◆ Objective:
Find every line in the items below that contains the string "fill", and copy each of those lines.

◆ Records shown:
***

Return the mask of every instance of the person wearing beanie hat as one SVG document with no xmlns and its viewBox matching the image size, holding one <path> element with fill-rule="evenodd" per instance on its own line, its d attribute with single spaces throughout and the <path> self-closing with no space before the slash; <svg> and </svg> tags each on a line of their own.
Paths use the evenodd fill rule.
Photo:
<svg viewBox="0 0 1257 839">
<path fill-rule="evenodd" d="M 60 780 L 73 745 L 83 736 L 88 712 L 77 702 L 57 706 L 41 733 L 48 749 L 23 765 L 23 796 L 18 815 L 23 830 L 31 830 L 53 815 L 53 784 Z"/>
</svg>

***

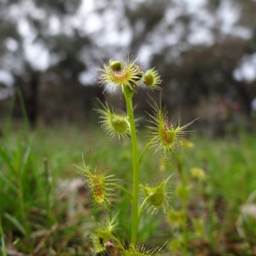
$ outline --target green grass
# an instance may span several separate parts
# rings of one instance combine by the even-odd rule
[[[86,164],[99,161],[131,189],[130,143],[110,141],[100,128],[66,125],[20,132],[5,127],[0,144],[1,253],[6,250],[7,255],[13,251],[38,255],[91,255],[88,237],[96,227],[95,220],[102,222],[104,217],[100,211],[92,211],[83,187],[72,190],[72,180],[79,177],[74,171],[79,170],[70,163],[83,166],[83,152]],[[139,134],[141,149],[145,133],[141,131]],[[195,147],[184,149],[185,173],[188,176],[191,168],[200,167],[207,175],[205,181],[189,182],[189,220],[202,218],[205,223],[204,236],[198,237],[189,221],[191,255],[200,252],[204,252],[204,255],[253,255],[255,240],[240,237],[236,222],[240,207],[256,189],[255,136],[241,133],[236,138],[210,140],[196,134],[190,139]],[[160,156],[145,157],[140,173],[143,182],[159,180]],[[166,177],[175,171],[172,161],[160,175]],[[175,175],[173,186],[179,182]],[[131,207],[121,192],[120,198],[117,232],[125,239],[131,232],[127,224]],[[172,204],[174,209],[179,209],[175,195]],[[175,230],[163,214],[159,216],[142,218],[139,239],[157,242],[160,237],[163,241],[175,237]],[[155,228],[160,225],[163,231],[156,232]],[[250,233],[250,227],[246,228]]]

***

◆ Expected output:
Return the mask of every instance of the person wearing beanie hat as one SVG document with no xmlns and its viewBox matching the image size, holding one <path> element with fill-rule="evenodd" per instance on its own line, its d attribute with single spaces throughout and the <path> self-closing with no space before the slash; <svg> and </svg> tags each on a line of their own.
Paths use the evenodd fill rule.
<path fill-rule="evenodd" d="M 60 780 L 73 745 L 83 736 L 88 712 L 77 702 L 57 706 L 41 733 L 48 749 L 23 765 L 23 796 L 18 815 L 23 830 L 31 830 L 53 815 L 53 784 Z"/>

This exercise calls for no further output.